Trecho de origem ▸
De um lado e outro do mundo, levadas por familiares, essas crianças tentavam atravessar o mar e os muros que cercam os hospitais e as escolas, a paz, o conforto e a riqueza, não importa em que país. Sem a espetacularização, a maioria das vítimas torna-se invisível pela banalização; inexistentes na consciência global porque não aparecem em cenas dramáticas na rede mundial de televisão, nos jornais e nas mídias sociais.
A cada minuto, tem sido negado aos migrantes o acesso a sistemas de saúde e educação de qualidade, a habitação, segurança, transporte, cultura e empregos. O mundo é um arquipélago de pequenas europas em um oceano africano. Mesmo na África, pequenas europas acolhem os ricos e excluem os pobres. Em todo o planeta há milhões de pequenos mediterrâneos invisíveis, como muralhas, separando abundância e escassez.
O mar Mediterrâneo, as barreiras policiais e os muros internacionais tentam obstruir a imigração geográfica, impedindo a travessia entre países; mas dentro de cada país, mesmo depois da bem-sucedida travessia espacial, a imigração social é impraticável. Com poucas exceções, os imigrantes que chegam ao território europeu vão se concentrar nas periferias das cidades, em condições quase tão socialmente excludentes quanto as de antes da travessia geográfica; em alguns casos, em situação ainda pior, quando se leva em conta a desesperança dos imigrantes geográficos transformados em náufragos sociais. Para eles, o Mediterrâneo continua mesmo depois que chegam à terra firme: nas calçadas dos centros urbanos, nos subúrbios das cidades, nos subempregos, no tráfico, afogando a vida de sobreviventes de uma travessia geográfica que não fazem a travessia social. A exclusão social continua de um lado ou de outro do mar. O periódico Japan Times publicou em 28 de novembro de 2015 uma foto que me impressionou, cuja legenda dizia: Uma mulher e seus filhos esperam na chuva perto da fronteira grega, em Gevgelija, na Macedônia.

Material coletado ▸
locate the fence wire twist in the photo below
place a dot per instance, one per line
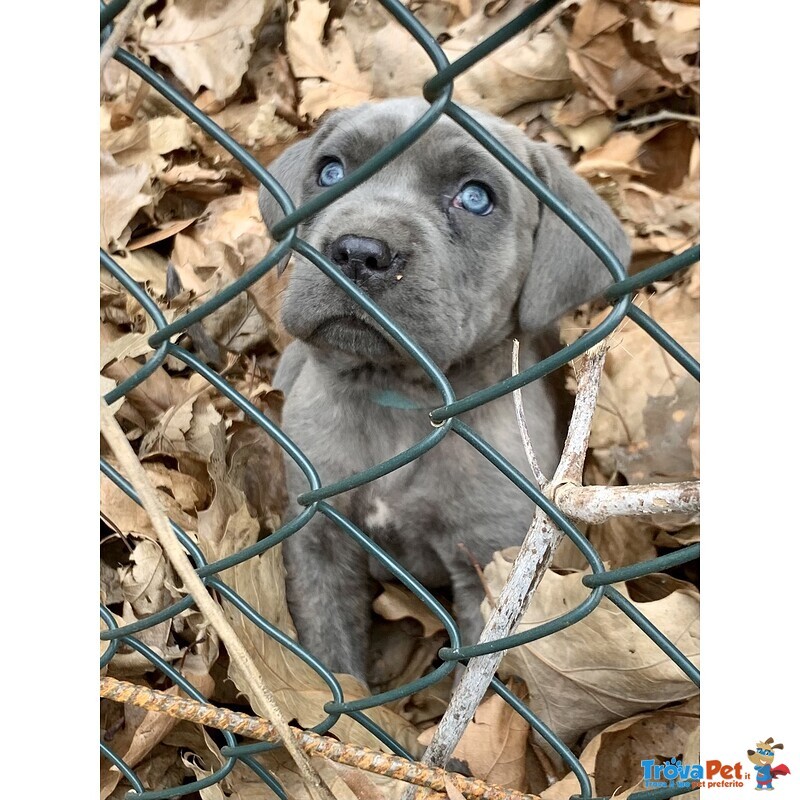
(445, 418)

Trabalho a fazer ▸
a. Copie, por favor, o trecho do texto sobre imigração que começa em "De um lado e" e segue até "abundância e escassez.".
b. Responda com base no texto sobre imigração:
(i) Segundo o texto, o mundo é um arquipélago de quê, e em que oceano?
(ii) Em que data o periódico Japan Times publicou a foto mencionada?
(iii) Onde, de acordo com a legenda, a mulher e seus filhos esperavam na chuva?
A listagem não é necessária para nada aqui.

Lista de respostas ▸
a.
De um lado e outro do mundo, levadas por familiares, essas crianças tentavam atravessar o mar e os muros que cercam os hospitais e as escolas, a paz, o conforto e a riqueza, não importa em que país. Sem a espetacularização, a maioria das vítimas torna-se invisível pela banalização; inexistentes na consciência global porque não aparecem em cenas dramáticas na rede mundial de televisão, nos jornais e nas mídias sociais.
A cada minuto, tem sido negado aos migrantes o acesso a sistemas de saúde e educação de qualidade, a habitação, segurança, transporte, cultura e empregos. O mundo é um arquipélago de pequenas europas em um oceano africano. Mesmo na África, pequenas europas acolhem os ricos e excluem os pobres. Em todo o planeta há milhões de pequenos mediterrâneos invisíveis, como muralhas, separando abundância e escassez.

b.
(i) De pequenas europas, em um oceano africano.
(ii) Em 28 de novembro de 2015.
(iii) Perto da fronteira grega, em Gevgelija, na Macedônia.